基于数据挖掘技术的北方寒冷地区居民用水、用气数据处理方法探讨
Data processing method of residential water and gas data in northern cold zone based on data mining technology
摘要:
对于一个城市尺度的居民用气、用水数据系统,其数据量之大通常是人力无法或难以处理与分析的,往往需要借助于数据挖掘技术。基于天津市某城区3个小区用户2 a的用水、用气数据,采用数据标准化、基于临近性检测、箱线图等数据挖掘方法,对用户数据进行了用能异常、邻月用能数据变化异常等检测,并横向比较了3个小区的总体用能水平。结合问卷调研数据,提出了通过信息增益理论及C4.5决策树等数据挖掘算法建立用户用能水平与用户特征及用户行为间的关联关系的方法。本文的研究工作展示了从建筑用能数据中提取有效信息的过程,可为建筑能耗数据管理平台构建和应用提供新思路。

-------

任务目标 |
从上方关于居民用水、用气数据处理的文本中原样返回一段文字:自含有“基于数据挖掘技术的北方寒冷地区居民用水、用气数据处理方法探讨”的词句起,到“理平台构建和应用提供新思路。”为止,末尾这几个字也要包括在内。

所给资料 |
-------

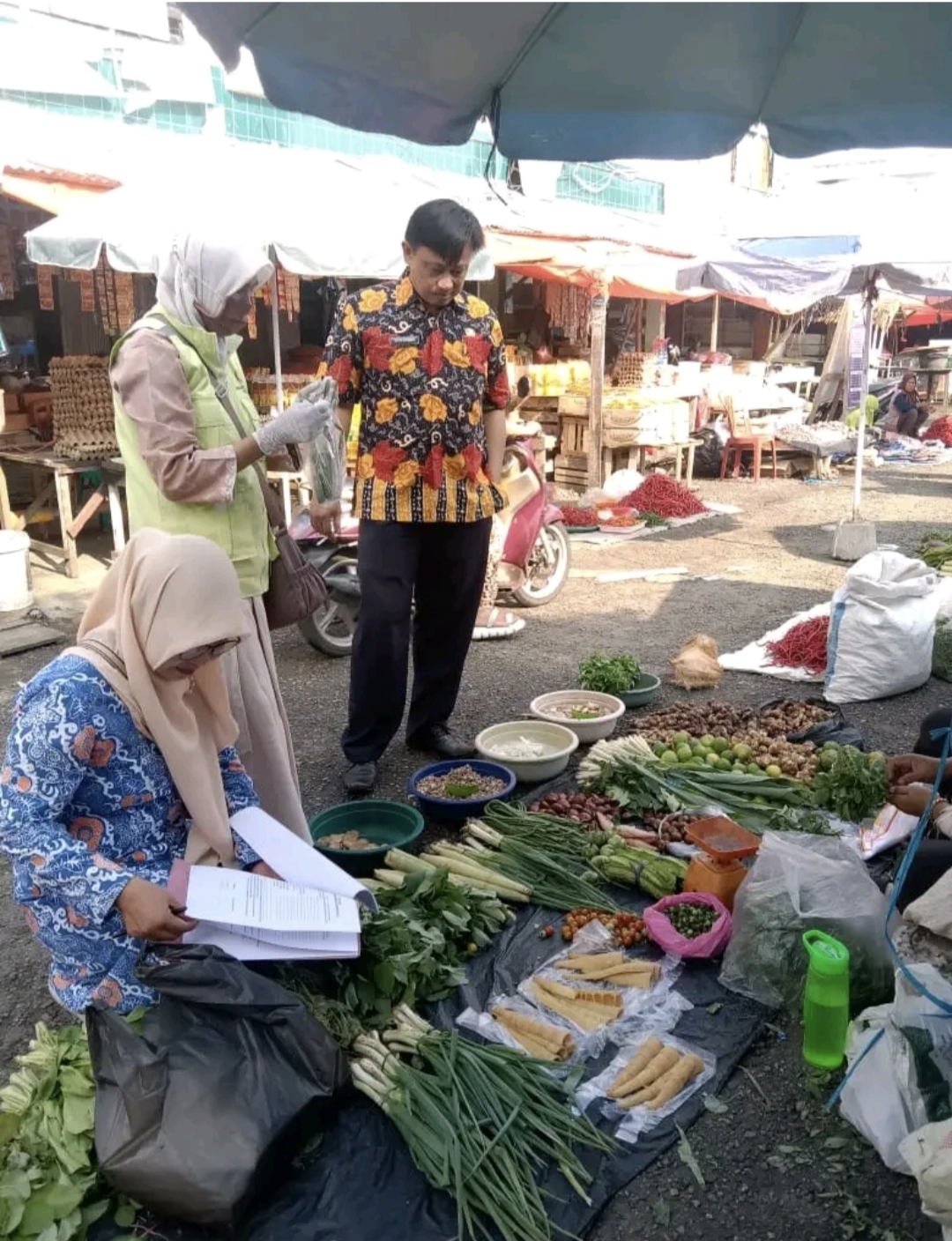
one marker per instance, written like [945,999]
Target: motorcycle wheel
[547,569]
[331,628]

-------

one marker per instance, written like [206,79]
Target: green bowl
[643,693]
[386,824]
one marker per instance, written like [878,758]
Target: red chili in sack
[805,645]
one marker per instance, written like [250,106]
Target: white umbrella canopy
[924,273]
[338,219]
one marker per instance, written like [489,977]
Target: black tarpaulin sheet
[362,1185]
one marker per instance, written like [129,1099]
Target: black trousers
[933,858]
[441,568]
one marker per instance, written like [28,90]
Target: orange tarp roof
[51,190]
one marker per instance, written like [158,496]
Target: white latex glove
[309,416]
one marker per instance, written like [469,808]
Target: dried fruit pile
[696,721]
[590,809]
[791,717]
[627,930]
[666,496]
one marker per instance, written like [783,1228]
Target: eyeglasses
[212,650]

-------

结果 |
基于数据挖掘技术的北方寒冷地区居民用水、用气数据处理方法探讨
Data processing method of residential water and gas data in northern cold zone based on data mining technology
摘要:
对于一个城市尺度的居民用气、用水数据系统,其数据量之大通常是人力无法或难以处理与分析的,往往需要借助于数据挖掘技术。基于天津市某城区3个小区用户2 a的用水、用气数据,采用数据标准化、基于临近性检测、箱线图等数据挖掘方法,对用户数据进行了用能异常、邻月用能数据变化异常等检测,并横向比较了3个小区的总体用能水平。结合问卷调研数据,提出了通过信息增益理论及C4.5决策树等数据挖掘算法建立用户用能水平与用户特征及用户行为间的关联关系的方法。本文的研究工作展示了从建筑用能数据中提取有效信息的过程,可为建筑能耗数据管理平台构建和应用提供新思路。